## Instruction:
Pictures excluded, copy word for word the lines from the one holding "of the young" through the last line below.

[Dataset rows on where objects appear]
_ _ _ _ _

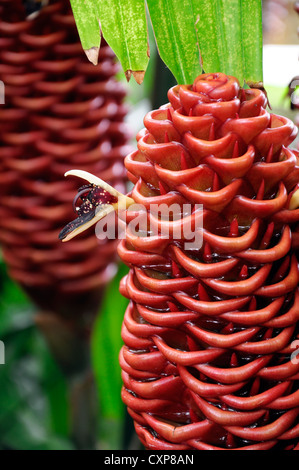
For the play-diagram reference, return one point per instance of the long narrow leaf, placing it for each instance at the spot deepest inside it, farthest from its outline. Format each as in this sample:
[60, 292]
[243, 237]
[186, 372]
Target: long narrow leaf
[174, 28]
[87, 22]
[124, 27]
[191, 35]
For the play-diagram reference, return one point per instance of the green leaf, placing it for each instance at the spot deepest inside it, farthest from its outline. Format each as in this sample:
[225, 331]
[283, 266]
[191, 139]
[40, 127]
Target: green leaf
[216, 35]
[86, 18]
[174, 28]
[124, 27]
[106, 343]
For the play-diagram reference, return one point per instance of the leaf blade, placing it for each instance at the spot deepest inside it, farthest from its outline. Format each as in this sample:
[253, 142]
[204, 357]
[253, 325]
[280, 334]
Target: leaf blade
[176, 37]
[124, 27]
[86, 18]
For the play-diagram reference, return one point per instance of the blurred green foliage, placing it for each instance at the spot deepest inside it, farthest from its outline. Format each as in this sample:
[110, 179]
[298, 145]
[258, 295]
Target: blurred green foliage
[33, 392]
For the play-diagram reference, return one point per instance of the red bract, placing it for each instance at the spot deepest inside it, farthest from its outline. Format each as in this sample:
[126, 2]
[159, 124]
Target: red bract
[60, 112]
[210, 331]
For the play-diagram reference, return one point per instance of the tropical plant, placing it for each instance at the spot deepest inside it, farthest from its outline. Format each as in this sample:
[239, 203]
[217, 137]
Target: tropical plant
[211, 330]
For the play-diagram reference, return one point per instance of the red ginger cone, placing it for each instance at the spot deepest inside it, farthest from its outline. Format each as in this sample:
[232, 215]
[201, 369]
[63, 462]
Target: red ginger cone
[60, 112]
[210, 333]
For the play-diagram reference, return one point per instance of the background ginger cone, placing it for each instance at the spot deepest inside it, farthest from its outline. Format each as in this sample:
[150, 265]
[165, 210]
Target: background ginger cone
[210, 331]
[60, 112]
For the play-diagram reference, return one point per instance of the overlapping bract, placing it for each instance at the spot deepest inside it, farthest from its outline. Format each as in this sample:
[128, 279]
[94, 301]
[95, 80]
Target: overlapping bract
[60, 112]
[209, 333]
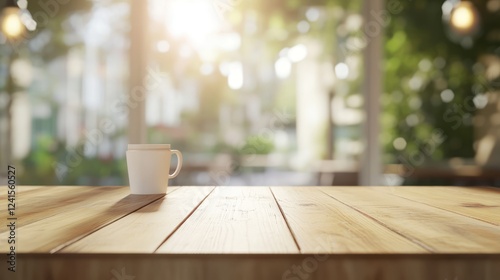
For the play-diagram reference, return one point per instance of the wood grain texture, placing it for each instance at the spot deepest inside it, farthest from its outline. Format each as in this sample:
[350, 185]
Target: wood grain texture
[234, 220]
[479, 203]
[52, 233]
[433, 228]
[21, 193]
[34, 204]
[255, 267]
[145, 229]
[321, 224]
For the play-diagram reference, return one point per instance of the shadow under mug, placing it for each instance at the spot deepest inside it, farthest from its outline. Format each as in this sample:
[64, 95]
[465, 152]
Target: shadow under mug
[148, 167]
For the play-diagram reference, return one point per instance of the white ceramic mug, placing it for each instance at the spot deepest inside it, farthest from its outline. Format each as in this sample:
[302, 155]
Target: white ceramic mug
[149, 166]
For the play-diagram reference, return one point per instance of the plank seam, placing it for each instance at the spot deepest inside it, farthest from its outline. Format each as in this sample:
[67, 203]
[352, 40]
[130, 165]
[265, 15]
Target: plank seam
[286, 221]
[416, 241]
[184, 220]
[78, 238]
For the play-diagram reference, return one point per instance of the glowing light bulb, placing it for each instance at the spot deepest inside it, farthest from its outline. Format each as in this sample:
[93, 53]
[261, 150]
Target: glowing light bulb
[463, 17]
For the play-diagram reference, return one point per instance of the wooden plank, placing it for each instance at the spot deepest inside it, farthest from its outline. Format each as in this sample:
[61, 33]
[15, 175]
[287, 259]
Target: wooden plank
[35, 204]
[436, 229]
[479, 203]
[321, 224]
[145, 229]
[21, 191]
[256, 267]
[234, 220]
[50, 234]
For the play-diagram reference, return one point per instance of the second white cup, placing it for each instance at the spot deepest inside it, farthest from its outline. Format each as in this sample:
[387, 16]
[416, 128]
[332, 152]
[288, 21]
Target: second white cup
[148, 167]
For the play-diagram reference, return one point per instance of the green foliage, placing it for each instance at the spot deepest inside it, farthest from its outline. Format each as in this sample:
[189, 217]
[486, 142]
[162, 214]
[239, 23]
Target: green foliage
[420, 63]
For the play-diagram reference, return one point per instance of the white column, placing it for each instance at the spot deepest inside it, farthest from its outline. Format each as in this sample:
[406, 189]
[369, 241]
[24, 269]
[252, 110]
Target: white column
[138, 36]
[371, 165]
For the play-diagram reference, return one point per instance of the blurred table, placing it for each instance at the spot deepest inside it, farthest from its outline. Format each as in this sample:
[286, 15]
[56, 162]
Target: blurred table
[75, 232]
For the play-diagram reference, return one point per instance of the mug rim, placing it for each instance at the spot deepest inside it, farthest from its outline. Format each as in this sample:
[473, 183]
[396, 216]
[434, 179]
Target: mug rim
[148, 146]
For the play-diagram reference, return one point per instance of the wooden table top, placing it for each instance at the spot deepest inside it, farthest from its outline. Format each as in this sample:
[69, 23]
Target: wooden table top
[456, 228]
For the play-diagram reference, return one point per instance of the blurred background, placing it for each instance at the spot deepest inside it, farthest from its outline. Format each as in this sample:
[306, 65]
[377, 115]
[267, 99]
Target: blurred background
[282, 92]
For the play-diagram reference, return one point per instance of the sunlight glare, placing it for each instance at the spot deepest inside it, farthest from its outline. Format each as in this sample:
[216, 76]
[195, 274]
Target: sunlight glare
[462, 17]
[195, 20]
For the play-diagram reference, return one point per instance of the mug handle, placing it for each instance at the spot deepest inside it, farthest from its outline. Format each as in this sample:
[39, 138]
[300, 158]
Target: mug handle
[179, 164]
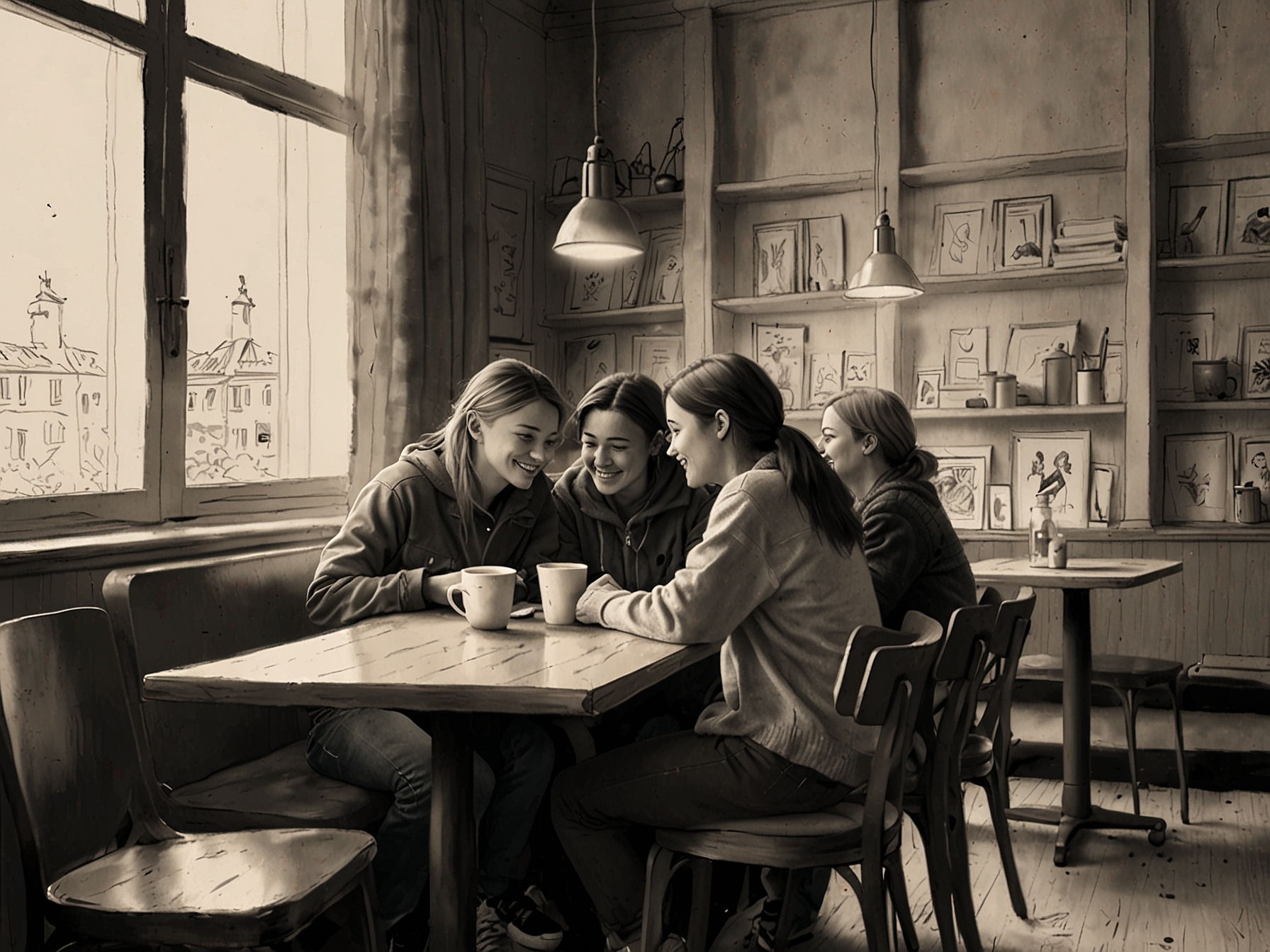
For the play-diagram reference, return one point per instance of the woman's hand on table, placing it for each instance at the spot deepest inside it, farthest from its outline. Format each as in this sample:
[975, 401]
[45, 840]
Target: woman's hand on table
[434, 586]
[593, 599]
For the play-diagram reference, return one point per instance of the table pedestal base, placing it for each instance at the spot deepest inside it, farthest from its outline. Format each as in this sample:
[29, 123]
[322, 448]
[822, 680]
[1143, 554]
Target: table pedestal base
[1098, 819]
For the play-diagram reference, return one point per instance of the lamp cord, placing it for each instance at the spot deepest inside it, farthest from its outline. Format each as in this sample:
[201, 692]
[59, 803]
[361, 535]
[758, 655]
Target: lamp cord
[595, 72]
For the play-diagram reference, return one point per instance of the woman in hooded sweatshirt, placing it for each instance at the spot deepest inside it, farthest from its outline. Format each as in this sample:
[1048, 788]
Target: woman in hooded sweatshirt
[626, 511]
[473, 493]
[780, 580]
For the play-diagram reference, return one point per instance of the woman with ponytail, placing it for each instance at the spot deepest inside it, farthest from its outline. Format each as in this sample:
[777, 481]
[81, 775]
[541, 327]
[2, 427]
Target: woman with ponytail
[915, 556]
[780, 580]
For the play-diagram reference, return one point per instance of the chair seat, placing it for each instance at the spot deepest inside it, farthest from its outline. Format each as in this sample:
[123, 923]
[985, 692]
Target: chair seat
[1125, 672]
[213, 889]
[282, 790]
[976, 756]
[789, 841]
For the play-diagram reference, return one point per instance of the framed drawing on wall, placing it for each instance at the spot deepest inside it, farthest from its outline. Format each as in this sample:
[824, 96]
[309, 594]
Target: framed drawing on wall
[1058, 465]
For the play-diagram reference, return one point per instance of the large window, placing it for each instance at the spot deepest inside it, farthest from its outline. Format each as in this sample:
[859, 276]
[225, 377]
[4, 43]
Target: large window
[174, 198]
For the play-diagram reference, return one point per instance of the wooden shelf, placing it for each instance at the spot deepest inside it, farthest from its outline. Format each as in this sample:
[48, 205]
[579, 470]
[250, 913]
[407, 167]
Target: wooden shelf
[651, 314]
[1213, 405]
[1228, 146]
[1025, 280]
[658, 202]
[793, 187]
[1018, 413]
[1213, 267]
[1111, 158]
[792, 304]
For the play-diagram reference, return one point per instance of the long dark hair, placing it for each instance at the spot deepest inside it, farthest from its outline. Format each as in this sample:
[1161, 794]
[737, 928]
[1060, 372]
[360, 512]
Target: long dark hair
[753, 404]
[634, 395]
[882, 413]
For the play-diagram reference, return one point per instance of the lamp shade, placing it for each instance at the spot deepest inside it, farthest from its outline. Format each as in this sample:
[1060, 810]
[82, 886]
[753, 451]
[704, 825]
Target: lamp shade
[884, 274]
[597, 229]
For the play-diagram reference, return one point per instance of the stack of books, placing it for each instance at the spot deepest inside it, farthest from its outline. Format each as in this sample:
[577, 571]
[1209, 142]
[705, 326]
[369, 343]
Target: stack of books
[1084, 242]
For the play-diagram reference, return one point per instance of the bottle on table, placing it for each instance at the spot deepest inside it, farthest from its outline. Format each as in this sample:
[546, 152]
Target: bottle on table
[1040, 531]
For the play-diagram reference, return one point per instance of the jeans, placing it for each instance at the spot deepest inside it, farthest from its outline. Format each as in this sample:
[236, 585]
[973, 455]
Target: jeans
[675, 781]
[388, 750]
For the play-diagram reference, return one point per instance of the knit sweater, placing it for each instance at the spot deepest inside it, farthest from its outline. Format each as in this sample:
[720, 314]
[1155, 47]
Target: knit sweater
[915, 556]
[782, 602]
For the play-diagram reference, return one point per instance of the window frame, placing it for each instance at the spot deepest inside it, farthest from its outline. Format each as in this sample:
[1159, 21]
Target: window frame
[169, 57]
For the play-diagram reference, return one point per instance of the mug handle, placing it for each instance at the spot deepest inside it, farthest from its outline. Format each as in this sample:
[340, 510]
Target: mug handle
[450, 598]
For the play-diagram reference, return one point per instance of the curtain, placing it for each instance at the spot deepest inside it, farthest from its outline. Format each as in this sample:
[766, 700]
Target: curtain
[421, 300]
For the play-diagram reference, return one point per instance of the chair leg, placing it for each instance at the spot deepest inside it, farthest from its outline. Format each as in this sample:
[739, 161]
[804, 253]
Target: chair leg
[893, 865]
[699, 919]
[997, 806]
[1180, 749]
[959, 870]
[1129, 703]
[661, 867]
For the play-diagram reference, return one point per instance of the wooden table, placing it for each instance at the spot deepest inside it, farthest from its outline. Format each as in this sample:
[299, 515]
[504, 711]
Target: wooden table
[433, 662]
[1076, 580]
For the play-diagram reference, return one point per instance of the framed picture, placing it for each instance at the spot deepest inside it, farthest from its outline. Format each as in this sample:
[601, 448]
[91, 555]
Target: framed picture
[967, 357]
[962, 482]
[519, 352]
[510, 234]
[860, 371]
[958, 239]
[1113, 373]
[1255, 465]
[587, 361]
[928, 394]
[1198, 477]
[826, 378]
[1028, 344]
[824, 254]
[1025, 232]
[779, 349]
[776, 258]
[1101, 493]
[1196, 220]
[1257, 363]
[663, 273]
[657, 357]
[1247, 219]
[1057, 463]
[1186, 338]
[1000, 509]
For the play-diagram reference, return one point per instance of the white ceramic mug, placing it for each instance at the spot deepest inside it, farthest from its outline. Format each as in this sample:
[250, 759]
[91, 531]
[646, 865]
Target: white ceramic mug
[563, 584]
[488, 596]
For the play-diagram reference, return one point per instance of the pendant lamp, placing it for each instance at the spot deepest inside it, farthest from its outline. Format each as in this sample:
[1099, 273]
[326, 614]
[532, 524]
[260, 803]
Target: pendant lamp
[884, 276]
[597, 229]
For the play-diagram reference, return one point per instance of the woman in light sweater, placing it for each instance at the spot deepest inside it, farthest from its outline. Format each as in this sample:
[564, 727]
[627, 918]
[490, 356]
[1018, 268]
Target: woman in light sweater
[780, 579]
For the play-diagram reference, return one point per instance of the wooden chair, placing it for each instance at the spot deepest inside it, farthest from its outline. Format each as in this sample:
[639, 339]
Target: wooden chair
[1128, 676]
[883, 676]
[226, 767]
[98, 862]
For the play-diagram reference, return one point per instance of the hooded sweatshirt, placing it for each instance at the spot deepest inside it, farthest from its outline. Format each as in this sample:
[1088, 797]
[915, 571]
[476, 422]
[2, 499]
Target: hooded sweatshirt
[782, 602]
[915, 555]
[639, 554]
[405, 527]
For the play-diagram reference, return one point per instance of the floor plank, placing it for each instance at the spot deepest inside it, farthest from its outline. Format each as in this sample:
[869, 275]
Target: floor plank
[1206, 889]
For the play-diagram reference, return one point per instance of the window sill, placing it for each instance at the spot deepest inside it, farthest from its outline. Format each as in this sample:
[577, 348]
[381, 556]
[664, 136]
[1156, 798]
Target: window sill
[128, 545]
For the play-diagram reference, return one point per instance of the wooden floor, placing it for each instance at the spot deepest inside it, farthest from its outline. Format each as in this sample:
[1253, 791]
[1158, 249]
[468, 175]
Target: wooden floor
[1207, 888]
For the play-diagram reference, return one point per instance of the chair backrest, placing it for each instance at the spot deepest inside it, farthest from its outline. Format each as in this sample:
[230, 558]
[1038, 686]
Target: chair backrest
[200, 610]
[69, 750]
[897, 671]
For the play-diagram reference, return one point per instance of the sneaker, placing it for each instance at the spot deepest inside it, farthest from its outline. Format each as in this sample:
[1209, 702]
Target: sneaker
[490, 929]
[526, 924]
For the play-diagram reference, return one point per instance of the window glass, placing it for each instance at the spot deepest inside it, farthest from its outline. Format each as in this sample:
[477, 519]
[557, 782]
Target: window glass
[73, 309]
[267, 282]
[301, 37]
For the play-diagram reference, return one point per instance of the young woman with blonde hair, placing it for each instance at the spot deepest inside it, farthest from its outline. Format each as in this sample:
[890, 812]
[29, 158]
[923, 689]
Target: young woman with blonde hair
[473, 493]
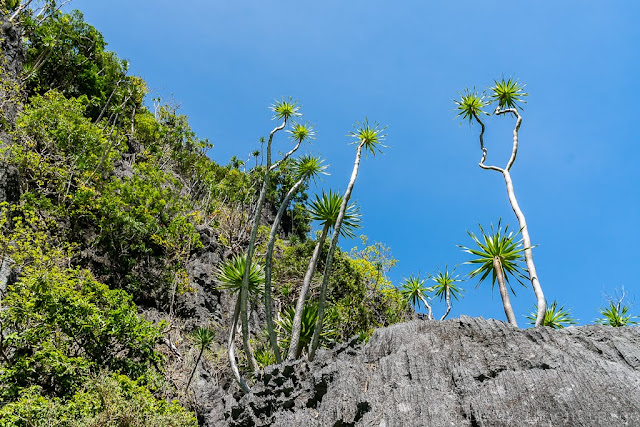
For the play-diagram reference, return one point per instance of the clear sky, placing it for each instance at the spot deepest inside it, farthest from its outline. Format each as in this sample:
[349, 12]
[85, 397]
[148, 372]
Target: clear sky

_ _ _ _ _

## Exercise output:
For the play-diagram reference, return one point per instance of the young woman with blonde hair, placing it for each instance at the spot deepest inside it, farthest from its outline. Format each as in this sample:
[890, 812]
[29, 158]
[923, 689]
Target: young woman with blonde hair
[473, 493]
For the play-diagram reference, return one point per instance of the clear sky, placing it for each instance at the spot deepest inside it, farthest from its outline. Format each as in this sample:
[349, 12]
[85, 397]
[148, 372]
Target: clear sky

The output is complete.